(Records drawn from a dataset)

◇ ◇ ◇ ◇

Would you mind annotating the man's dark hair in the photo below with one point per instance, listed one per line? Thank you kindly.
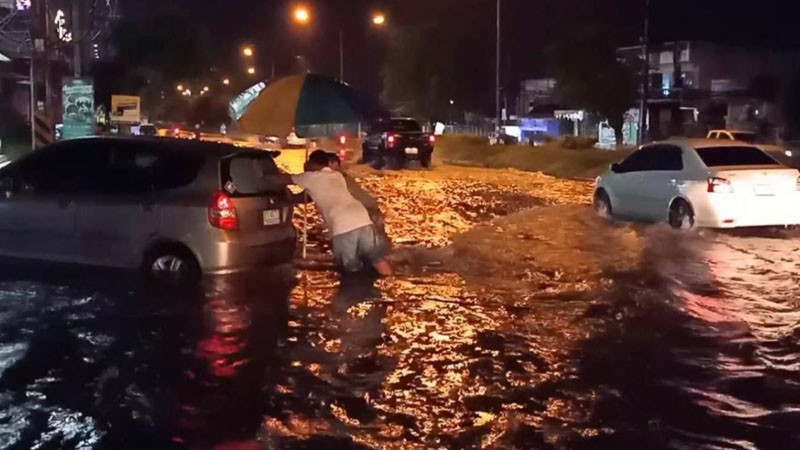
(319, 157)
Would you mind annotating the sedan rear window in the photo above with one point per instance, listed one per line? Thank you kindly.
(406, 126)
(242, 175)
(735, 156)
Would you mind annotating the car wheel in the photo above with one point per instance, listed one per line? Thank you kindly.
(425, 160)
(602, 204)
(172, 266)
(397, 161)
(681, 216)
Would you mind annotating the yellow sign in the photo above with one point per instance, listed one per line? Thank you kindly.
(126, 109)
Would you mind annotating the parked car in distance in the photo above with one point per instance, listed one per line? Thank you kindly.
(170, 207)
(701, 182)
(777, 151)
(395, 141)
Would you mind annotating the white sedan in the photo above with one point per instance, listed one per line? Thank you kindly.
(701, 182)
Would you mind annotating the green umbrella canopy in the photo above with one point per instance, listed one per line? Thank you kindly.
(298, 102)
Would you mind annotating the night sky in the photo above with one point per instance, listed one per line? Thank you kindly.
(530, 27)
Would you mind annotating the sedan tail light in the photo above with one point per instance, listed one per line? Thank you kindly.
(719, 186)
(221, 212)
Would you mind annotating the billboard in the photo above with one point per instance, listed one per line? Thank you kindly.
(126, 109)
(78, 99)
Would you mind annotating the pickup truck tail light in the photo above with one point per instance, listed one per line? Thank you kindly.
(719, 186)
(221, 212)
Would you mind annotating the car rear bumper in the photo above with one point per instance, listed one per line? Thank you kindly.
(733, 211)
(229, 257)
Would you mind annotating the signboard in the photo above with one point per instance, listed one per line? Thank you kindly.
(78, 99)
(126, 109)
(239, 105)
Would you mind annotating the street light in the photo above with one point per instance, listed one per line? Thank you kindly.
(379, 19)
(302, 15)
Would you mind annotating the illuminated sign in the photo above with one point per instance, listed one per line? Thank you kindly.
(64, 35)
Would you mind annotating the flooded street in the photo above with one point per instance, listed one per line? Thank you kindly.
(517, 319)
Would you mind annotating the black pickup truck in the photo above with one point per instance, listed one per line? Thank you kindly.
(395, 141)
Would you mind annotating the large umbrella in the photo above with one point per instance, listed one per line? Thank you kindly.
(298, 102)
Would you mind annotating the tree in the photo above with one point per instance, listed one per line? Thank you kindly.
(151, 55)
(590, 74)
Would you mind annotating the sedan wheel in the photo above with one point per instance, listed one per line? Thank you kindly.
(681, 216)
(173, 268)
(602, 204)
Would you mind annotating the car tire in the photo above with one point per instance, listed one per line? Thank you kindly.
(397, 161)
(602, 204)
(681, 215)
(172, 265)
(425, 160)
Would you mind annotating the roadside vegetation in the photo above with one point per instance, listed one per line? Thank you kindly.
(553, 158)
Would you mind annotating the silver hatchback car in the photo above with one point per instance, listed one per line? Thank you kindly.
(168, 206)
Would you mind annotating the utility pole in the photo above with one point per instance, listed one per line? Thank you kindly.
(645, 74)
(77, 39)
(497, 74)
(341, 55)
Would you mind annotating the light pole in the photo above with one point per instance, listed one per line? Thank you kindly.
(302, 16)
(497, 74)
(645, 74)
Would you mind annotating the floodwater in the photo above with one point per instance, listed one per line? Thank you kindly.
(517, 319)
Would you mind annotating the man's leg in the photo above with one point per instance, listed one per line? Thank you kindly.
(345, 251)
(369, 248)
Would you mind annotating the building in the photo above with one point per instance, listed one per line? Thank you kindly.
(694, 86)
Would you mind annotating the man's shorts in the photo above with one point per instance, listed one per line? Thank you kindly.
(352, 249)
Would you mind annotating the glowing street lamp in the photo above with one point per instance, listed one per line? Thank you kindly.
(302, 15)
(379, 19)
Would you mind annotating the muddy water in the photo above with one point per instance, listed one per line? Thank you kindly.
(545, 328)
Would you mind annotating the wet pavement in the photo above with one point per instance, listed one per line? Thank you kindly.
(517, 319)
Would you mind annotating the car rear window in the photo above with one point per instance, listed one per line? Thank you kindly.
(735, 156)
(750, 138)
(406, 125)
(242, 175)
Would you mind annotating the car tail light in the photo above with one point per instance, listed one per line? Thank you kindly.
(719, 185)
(221, 212)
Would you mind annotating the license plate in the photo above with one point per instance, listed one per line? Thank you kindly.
(272, 217)
(763, 189)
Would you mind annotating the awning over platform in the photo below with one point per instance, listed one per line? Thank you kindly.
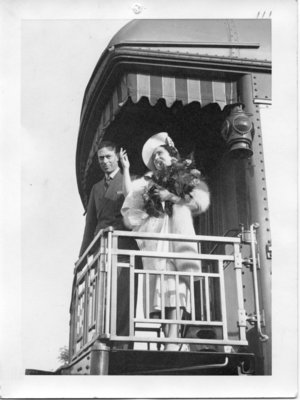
(169, 88)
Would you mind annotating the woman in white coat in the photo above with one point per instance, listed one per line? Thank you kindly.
(165, 201)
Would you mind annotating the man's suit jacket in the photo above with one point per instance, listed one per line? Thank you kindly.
(104, 209)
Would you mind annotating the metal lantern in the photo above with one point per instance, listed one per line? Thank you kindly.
(238, 132)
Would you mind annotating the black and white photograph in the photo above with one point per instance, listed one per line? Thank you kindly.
(149, 199)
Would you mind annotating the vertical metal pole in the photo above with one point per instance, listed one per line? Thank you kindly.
(192, 292)
(101, 289)
(163, 291)
(177, 297)
(202, 300)
(207, 301)
(85, 308)
(108, 286)
(131, 295)
(147, 294)
(239, 288)
(223, 301)
(114, 283)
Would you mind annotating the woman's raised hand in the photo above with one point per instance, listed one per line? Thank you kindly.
(124, 159)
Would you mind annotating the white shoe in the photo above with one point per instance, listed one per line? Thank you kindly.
(185, 347)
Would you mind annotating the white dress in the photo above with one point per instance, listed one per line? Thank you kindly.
(181, 222)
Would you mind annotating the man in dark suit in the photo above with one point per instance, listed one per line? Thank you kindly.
(104, 209)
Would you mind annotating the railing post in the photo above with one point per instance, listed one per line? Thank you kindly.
(101, 289)
(223, 301)
(113, 265)
(131, 295)
(239, 287)
(108, 268)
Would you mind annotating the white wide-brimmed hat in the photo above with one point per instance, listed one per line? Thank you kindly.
(159, 139)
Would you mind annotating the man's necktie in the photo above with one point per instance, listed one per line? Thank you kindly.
(107, 181)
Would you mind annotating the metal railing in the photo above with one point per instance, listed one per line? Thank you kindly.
(95, 287)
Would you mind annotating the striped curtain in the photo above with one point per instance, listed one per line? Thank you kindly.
(169, 88)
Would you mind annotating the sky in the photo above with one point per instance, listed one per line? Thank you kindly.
(47, 59)
(54, 75)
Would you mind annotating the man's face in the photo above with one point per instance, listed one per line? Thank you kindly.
(161, 157)
(108, 159)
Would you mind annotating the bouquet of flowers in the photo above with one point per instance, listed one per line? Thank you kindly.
(180, 178)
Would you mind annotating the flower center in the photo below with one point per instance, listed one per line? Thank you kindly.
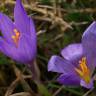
(83, 70)
(16, 36)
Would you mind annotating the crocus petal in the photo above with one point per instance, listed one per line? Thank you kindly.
(21, 19)
(89, 85)
(70, 79)
(7, 27)
(89, 46)
(24, 53)
(72, 51)
(58, 64)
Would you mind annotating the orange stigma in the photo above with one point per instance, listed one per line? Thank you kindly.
(16, 36)
(83, 70)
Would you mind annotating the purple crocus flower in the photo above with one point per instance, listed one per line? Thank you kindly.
(19, 38)
(78, 61)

◇ ◇ ◇ ◇

- [What is required] Reproduce all of the material above word for word, leaving out the pictures.

- [Task solution]
Would you mind annotating the man's dark hair in the photo below with one point per instance, listed one per line? Thank you kindly.
(319, 157)
Would you mind annotating the sedan rear window in the photo above with one point per instance, listed one per line? Thank you kindly.
(406, 126)
(242, 175)
(735, 156)
Would you mind annotating the car wheel in the photo above with one point per instance, listed one per line? Thank you kindly.
(425, 160)
(602, 204)
(172, 266)
(397, 161)
(681, 216)
Would you mind annotating the yellow sign in the photo above with one point per instance, listed one per line? Thank you kindly.
(126, 109)
Would you mind annotating the parked car in distance in the photo above with one point per instance, listed one per line? Thank you kindly.
(170, 207)
(701, 182)
(777, 151)
(395, 141)
Would you mind annotating the white sedan in the photo above with one point per instance, listed one per line? Thank you kindly.
(701, 182)
Would you mind annotating the green umbrella canopy in the photo above with one point per instance, listed one per line? Thank you kindly.
(298, 102)
Would you mind annotating the night sky in the photo above with one point per instance, listed one per line? Thank you kindly.
(530, 27)
Would you mind annotating the sedan tail light in the photo above with one point per instance, listed one per line? Thank you kindly.
(719, 186)
(221, 212)
Would you mind annotating the billboard in the photo above with one point per instance, listed one per line? Thank you kindly.
(126, 109)
(78, 99)
Would you mind annotating the pickup truck tail light in the photo above with one point per instance, listed one per line? Thank you kindly.
(719, 186)
(221, 212)
Would you mind annotating the car rear bumper in the photo above with one point per instance, listed one per line? Thank you kindly.
(733, 211)
(229, 257)
Would you mind annotating the signboard in the photo above with one point per instance, listed one per line? Thank you kindly.
(78, 99)
(126, 109)
(239, 105)
Would you mind annotating the street light in the photo above with one point per instance, listed one per line? Thank you kindly.
(379, 19)
(302, 15)
Would you mind annotating the illuminated sign in the photo above with one point per instance, listed one per line? Thank you kindly.
(64, 35)
Would you mind annotating the flooded street in the photo above with one point per instance, listed one per line? Thank you kindly.
(517, 319)
Would you mind annotating the black pickup truck in the photo above with one point per instance, listed one per line? Thank you kindly.
(395, 141)
Would you mind annotating the large umbrella in the photo above with one point per instance, listed one per line? Thank you kindly.
(298, 102)
Would you mind annotating the tree in the photo above with one point per instance, listed one per line? Thank you kindly.
(151, 55)
(590, 74)
Would you mind annotating the sedan wheel in the photo above with one point per instance, listed one per line? Thank you kindly.
(681, 216)
(173, 268)
(602, 204)
Would you mind annotating the car tire in the photo above with one point per instance, listed one per line? Thank you kindly.
(397, 161)
(602, 204)
(681, 215)
(172, 265)
(425, 160)
Would you mind annotating the roadside vegetation in the photo above with one point per instance, listed one per line? Thank you kindly.
(553, 158)
Would you mind annotating the silver hatchback car in the photo above with one point per instance, listed one per line? Thank you kindly.
(168, 206)
Would you mind annotating the utility pole in the photo above with one point per instance, listed one per line? Thank you kindly.
(645, 74)
(77, 39)
(497, 74)
(341, 55)
Would you mind annotating the light pole in the photo above with one point per instance, listed one per line? Thank you kindly.
(302, 16)
(497, 74)
(645, 74)
Would you mind annotating the floodwater in the photo above with one point per instance, listed one per line? Thank you kindly.
(517, 319)
Would you mind annotating the man's leg in the photo above with one point per instance, listed one per line? Thank you kindly.
(345, 251)
(369, 248)
Would you mind annotating the building in the photo above with one point per instance, listed one per line? Thank you kindly.
(694, 86)
Would you mind annotating the man's shorts in the photo above with one point per instance, listed one per line? Thank you kindly.
(352, 249)
Would you mind annotating the glowing street lamp in the photo above with one point per instance, listed one per line? Thank you kindly.
(302, 15)
(379, 19)
Would you mind annotating the muddy water in the photo above with one point per instance, listed one per line? Thank you kindly.
(545, 328)
Would you mind annotating the wet pavement in the photo above with one point per instance, listed one per line? Thank you kindly.
(517, 319)
Would you mind annotating the car rear window in the photo above with one point per instance, listed one per line? Thank you kindly.
(735, 156)
(750, 138)
(406, 125)
(242, 175)
Would you mind annotating the car tail light in the photo above with one point per instance, listed one per line? Thank you kindly.
(719, 185)
(221, 212)
Would you mind annotating the license plate in the photo above with one point per instance, listed one per line? Thank you kindly.
(272, 217)
(763, 189)
Would you mind annotating the awning over platform in the photo below with one point per instance, listed one per line? Thank you kindly.
(169, 88)
Would you mind annotating the woman in white coat in the photo above with one point per instance, listed one per line? Thank you kindly.
(165, 201)
Would you mind annotating the man's suit jacket in the photo above with one point per instance, listed one per line? Thank you kindly.
(104, 209)
Would you mind annotating the metal lantern in the photo above with one point per instance, listed one per line? Thank you kindly.
(238, 132)
Would you mind annotating the black and white photograph in the photo above with one point per instance, listed one per line? Thank you kindly.
(149, 199)
Would you mind annotating the vertical metal pole in the photo above with one point per instance, listed one per line? Thank you kindly.
(192, 292)
(101, 289)
(163, 291)
(177, 297)
(202, 300)
(207, 301)
(85, 308)
(108, 286)
(131, 295)
(147, 294)
(239, 288)
(223, 301)
(114, 283)
Would you mind annotating the woman's raised hand in the photo above with one point per instance, listed one per line? Thank you kindly.
(124, 159)
Would you mind annotating the white shoe in the photo above with one point per instance, listed one per line? Thank you kindly.
(185, 347)
Would you mind annotating the white dress in the photo above with one point per instance, listed one per line? Thank you kindly.
(181, 222)
Would you mind annotating the man in dark suit in the photo above with one point per instance, listed one per line? Thank you kindly.
(104, 209)
Would you mind annotating the railing post in the photo above with one point per instance, listed one per line? Thank you kindly.
(101, 289)
(223, 301)
(113, 265)
(131, 295)
(239, 287)
(108, 268)
Would you mind annotating the white wide-brimmed hat in the photo above with one point per instance, listed one per line? Thank you kindly.
(159, 139)
Would you mind annotating the man's necktie in the photo above with one point per instance, listed one per line? Thank you kindly.
(107, 181)
Would you mind annotating the metal railing in the photo above with one point per instance, listed one per line? Thank you kindly.
(95, 287)
Would you mind annotating the striped curtain in the photo above with one point per instance, listed one per line? Thank you kindly.
(169, 88)
Would you mind annotating the sky in the photo above with one point per instance, listed one per line? Thank you kindly.
(47, 59)
(54, 75)
Would you mind annotating the man's face in the photo above with one point per instance, listed one per line? Thank you kindly.
(161, 157)
(108, 159)
Would you mind annotating the bouquet of flowers in the photo above with one point per instance, listed one per line? Thank you kindly.
(180, 178)
Would you mind annotating the flower center in the photo below with one point per instance, listed one per line? Thank you kindly.
(83, 70)
(16, 36)
Would you mind annotating the crocus petal in the photo above with one point per instance, listed one per line? Thank you kindly.
(21, 19)
(89, 85)
(70, 79)
(7, 27)
(89, 46)
(24, 53)
(72, 51)
(58, 64)
Would you mind annotating the orange stigma in the photo above with one point per instance, listed one per line? Thank you kindly.
(16, 36)
(83, 70)
Would you mind annotating the purple crocus flower in the photo above with one point per instance, listed one per line? Thank you kindly.
(19, 38)
(78, 61)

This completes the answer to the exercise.